### Page
+ + + +

Opinion
2020 CA 0942
05-25-2021
Christopher W. Deagano Spencer H. Calahan Baton Rouge, LA Counsel for Plaintiff/Appellee Xavier Moore Brad M. Boudreaux Baton Rouge, LA Counsel for Defendant/Appellee State Farm Fire and Casualty Company Maria A. Finley Baton Rouge, LA Counsel for Defendants/Appellants Dr. Shari Bouy, D.C. and Louisiana Health and Injury Centers
NOT DESIGNATED FOR PUBLICATION On Appeal from the Nineteenth Judicial District Court In and for the Parish of East Baton Rouge State of Louisiana
Docket No. 669,483 Honorable Richard "Chip" Moore, Judge Presiding Christopher W. Deagano
Spencer H. Calahan
Baton Rouge, LA Counsel for Plaintiff/Appellee
Xavier Moore Brad M. Boudreaux
Baton Rouge, LA Counsel for Defendant/Appellee
State Farm Fire and Casualty
Company Maria A. Finley
Baton Rouge, LA Counsel for Defendants/Appellants
Dr. Shari Bouy, D.C. and
Louisiana Health and Injury
Centers BEFORE: GUIDRY, McCLENDON, AND LANIER, JJ. McCLENDON, J.
Non-parties/appellants appeal a trial court judgment that granted defendant/appellee's motion to compel and motion for contempt and denied appellants' motion to quash. For the reasons that follow, we vacate the judgment of the trial court and remand for further proceedings.
FACTUAL AND PROCEDURAL HISTORY
This appeal concerns competing motions seeking resolution of a discovery dispute between non-parties/appellants, Dr. Shari Bouy, D.C. and Louisiana Health and Injury Centers (LHIC), and defendant/appellee, State Farm Fire and Casualty Company (State Farm). The underlying lawsuit was filed by Xavier Moore against State Farm, Moore's uninsured/underinsured motorist insurer, after she was allegedly injured in an automobile accident with an underinsured driver. During litigation, State Farm sought the expert deposition of Dr. Bouy, who had treated Moore at LHIC after the accident. Dr. Bouy, through counsel, requested payment of an expert witness fee prior to the deposition. State Farm declined to issue payment in advance, and Dr. Bouy declined to appear without receipt of same. Dr. Bouy and LHIC (collectively referred to herein simply as "Dr. Bouy") filed a motion to quash the notice of deposition. State Farm filed a motion for contempt and to compel the deposition.

+ + + +

### Information given

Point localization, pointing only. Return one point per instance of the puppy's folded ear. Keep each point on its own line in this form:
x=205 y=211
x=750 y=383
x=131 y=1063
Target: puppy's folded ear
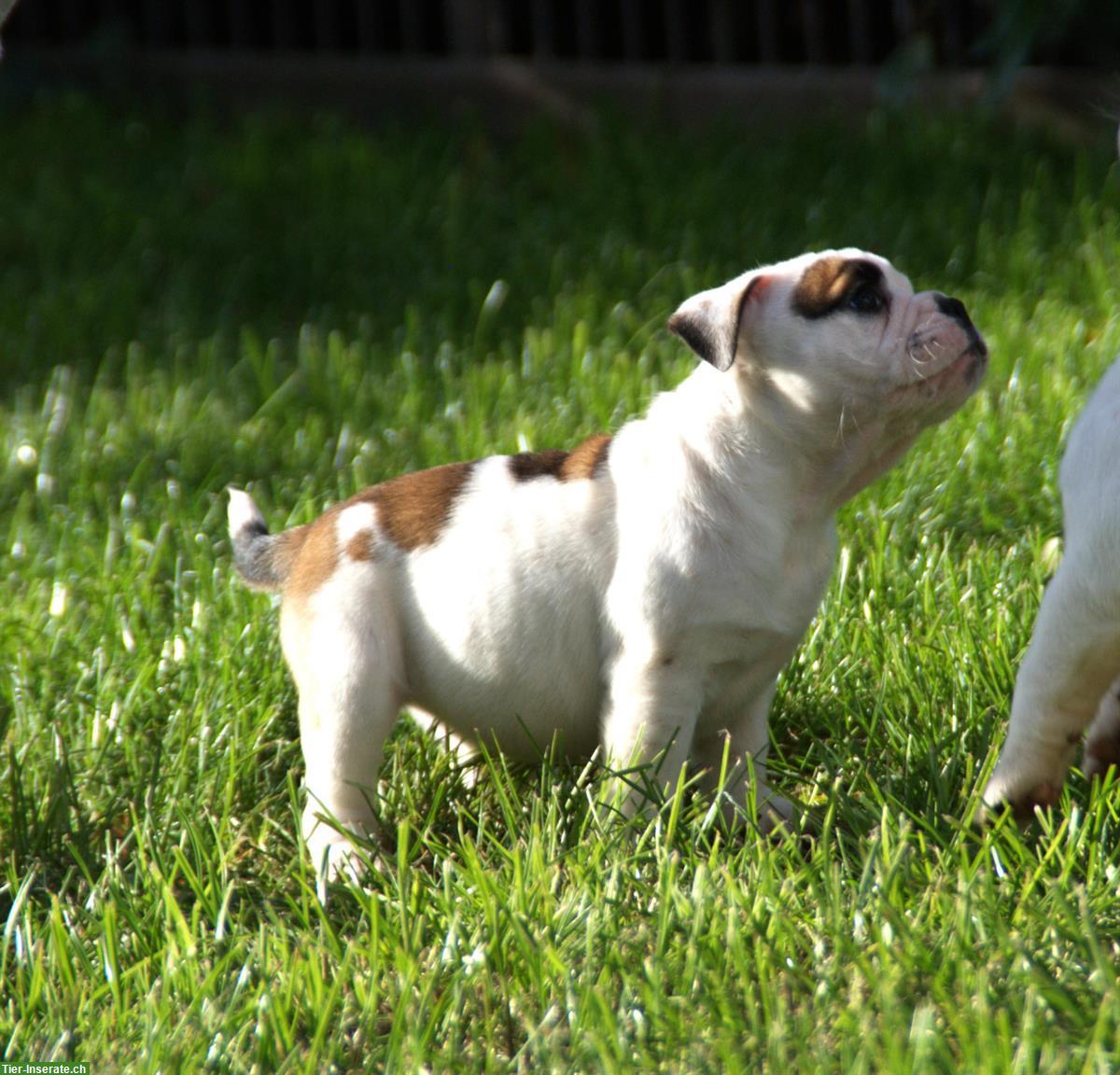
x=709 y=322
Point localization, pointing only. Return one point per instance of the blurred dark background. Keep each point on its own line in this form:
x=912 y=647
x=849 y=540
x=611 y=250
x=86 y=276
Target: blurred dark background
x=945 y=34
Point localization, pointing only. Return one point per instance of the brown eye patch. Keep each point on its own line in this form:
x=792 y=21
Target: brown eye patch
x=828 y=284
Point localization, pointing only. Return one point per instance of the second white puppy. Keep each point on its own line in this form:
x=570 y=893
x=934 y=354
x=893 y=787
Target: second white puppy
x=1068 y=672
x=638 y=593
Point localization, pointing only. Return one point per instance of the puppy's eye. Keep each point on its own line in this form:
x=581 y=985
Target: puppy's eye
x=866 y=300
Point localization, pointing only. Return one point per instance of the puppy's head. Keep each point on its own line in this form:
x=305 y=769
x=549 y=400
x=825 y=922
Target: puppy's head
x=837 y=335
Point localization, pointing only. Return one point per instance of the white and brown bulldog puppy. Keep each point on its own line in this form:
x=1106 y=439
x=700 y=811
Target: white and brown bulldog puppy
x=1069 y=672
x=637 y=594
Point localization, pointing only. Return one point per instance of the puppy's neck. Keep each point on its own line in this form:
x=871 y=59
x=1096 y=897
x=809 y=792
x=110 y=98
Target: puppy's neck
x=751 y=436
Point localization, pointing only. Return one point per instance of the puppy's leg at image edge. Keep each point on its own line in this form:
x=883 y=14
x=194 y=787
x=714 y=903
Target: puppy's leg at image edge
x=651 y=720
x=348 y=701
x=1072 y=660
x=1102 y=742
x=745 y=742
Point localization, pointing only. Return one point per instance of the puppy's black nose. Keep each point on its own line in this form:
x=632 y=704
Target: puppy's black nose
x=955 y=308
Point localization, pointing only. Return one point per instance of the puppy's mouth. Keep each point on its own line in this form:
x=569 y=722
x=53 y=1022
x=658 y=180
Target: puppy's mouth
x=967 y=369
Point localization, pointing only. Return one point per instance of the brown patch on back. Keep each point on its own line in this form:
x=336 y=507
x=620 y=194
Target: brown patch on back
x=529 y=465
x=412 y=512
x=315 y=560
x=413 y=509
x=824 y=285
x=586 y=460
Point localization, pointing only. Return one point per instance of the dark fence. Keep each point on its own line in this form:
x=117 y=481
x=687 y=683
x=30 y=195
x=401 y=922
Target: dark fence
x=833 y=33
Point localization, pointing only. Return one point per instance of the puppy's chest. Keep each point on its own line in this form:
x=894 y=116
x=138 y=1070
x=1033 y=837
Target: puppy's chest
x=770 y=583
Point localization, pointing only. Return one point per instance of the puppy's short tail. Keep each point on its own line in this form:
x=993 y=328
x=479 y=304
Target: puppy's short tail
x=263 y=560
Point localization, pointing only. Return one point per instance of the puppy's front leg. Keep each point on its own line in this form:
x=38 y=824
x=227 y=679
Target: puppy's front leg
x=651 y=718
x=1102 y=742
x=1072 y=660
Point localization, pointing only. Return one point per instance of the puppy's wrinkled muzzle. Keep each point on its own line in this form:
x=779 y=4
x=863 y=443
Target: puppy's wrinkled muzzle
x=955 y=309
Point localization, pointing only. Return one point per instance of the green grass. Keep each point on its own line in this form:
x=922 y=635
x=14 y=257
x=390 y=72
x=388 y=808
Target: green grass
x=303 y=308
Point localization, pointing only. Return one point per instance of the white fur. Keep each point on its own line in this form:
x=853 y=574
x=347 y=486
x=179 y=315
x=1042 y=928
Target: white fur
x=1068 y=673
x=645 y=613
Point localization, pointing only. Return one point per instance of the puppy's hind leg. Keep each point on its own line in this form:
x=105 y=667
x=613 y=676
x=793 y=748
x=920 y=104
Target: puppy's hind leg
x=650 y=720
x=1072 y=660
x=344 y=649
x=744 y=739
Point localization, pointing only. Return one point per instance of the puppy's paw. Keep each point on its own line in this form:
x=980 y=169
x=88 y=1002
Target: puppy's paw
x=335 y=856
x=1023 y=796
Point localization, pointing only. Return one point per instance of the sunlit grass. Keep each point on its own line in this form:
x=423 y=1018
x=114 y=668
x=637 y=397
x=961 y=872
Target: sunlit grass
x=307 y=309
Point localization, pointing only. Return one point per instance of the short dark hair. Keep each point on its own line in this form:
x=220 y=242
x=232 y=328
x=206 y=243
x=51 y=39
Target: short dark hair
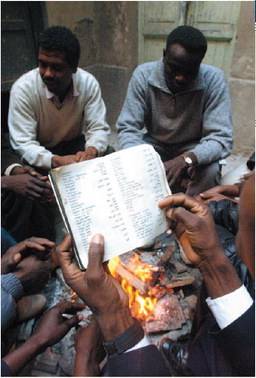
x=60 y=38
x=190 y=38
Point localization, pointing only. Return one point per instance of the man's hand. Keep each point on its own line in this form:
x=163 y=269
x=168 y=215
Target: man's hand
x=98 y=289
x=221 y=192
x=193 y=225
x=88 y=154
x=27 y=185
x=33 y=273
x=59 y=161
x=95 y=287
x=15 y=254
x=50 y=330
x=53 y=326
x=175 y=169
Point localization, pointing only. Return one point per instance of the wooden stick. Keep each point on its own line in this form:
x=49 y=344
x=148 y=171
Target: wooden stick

+ + + +

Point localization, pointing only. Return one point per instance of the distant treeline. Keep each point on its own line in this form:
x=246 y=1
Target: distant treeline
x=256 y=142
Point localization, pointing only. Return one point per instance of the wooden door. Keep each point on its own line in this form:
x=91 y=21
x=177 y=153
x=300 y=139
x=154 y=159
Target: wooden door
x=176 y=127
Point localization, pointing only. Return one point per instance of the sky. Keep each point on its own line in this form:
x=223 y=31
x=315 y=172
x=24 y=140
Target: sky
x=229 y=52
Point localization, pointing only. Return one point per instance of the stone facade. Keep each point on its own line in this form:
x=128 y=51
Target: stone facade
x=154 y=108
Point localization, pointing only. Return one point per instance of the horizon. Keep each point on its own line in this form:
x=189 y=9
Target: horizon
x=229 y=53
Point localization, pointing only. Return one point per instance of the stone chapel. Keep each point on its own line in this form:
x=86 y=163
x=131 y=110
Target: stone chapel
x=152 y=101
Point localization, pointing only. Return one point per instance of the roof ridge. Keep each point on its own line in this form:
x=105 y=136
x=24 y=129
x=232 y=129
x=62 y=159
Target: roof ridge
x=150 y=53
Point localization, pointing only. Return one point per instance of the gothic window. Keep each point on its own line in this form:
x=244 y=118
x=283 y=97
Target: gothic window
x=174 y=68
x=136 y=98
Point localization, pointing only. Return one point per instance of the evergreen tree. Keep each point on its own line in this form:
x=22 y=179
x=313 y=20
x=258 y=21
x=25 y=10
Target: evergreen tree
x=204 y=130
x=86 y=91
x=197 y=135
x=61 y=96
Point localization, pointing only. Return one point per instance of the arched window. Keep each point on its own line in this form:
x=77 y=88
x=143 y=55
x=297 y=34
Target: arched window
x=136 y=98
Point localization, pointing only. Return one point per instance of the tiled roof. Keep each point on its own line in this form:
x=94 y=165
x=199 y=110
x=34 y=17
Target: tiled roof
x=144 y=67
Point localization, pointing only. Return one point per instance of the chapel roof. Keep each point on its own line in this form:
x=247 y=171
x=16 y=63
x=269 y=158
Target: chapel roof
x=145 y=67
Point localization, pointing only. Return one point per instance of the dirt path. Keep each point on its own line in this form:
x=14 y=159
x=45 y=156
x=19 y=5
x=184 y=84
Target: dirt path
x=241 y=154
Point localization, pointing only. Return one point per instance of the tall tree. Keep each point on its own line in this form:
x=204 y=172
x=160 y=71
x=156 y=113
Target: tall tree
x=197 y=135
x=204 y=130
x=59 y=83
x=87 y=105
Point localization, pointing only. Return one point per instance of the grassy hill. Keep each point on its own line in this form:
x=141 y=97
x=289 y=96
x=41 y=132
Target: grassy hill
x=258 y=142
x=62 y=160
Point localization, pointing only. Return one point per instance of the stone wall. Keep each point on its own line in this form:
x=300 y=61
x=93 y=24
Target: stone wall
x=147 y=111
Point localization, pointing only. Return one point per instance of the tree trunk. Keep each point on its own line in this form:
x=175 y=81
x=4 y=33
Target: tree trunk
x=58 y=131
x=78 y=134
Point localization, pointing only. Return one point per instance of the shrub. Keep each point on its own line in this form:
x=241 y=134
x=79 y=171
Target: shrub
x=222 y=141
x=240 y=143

+ + + +

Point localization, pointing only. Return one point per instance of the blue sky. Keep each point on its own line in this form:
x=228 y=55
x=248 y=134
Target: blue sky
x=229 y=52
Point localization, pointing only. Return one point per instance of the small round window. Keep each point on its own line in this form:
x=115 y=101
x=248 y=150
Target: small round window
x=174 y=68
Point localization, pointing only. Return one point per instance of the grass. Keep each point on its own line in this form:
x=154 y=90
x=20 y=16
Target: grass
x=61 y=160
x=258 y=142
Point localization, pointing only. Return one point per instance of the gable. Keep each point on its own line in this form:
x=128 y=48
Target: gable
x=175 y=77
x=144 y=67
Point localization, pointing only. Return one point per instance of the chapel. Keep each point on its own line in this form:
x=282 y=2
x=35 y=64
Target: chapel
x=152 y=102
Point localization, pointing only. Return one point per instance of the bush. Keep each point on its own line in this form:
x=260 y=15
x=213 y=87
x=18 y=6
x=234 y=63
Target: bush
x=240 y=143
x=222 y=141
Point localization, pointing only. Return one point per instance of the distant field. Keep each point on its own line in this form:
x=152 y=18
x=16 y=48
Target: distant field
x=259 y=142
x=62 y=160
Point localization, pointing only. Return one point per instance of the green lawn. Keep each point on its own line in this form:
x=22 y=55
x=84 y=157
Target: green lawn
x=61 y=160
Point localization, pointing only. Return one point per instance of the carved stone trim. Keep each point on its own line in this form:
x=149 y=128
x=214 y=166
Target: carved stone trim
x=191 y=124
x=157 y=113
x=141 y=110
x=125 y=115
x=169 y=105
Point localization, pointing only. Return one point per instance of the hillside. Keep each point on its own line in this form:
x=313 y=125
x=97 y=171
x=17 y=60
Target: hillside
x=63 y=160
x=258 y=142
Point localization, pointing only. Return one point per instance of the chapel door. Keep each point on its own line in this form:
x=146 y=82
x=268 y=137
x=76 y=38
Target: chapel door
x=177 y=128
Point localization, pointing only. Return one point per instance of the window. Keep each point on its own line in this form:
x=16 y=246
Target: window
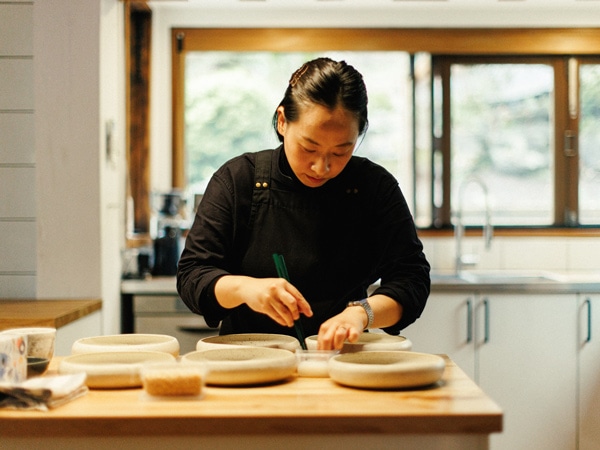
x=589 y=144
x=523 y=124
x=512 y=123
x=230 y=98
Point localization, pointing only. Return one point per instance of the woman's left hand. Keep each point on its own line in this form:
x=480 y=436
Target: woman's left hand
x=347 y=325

+ + + +

### Tasks to perform
1. In the court opinion, why did Dr. Bouy decline to appear for the deposition State Farm sought? Answer in one to three sentences.
2. Answer these questions from the court opinion:
(a) Which judge presided in the trial court?
(b) From which district court was the appeal taken?
(c) What kind of insurer was State Farm for Xavier Moore?
3. Retype the court opinion word for word from "Non-parties/appellants appeal a" to "for further proceedings.".

### Task solutions
1. Dr. Bouy, through counsel, asked to be paid an expert witness fee before the deposition. State Farm declined to pay in advance, so Dr. Bouy declined to appear without receiving that payment.

2.
(a) Honorable Richard "Chip" Moore.
(b) The Nineteenth Judicial District Court, in and for the Parish of East Baton Rouge.
(c) Moore's uninsured/underinsured motorist insurer.

3.
Non-parties/appellants appeal a trial court judgment that granted defendant/appellee's motion to compel and motion for contempt and denied appellants' motion to quash. For the reasons that follow, we vacate the judgment of the trial court and remand for further proceedings.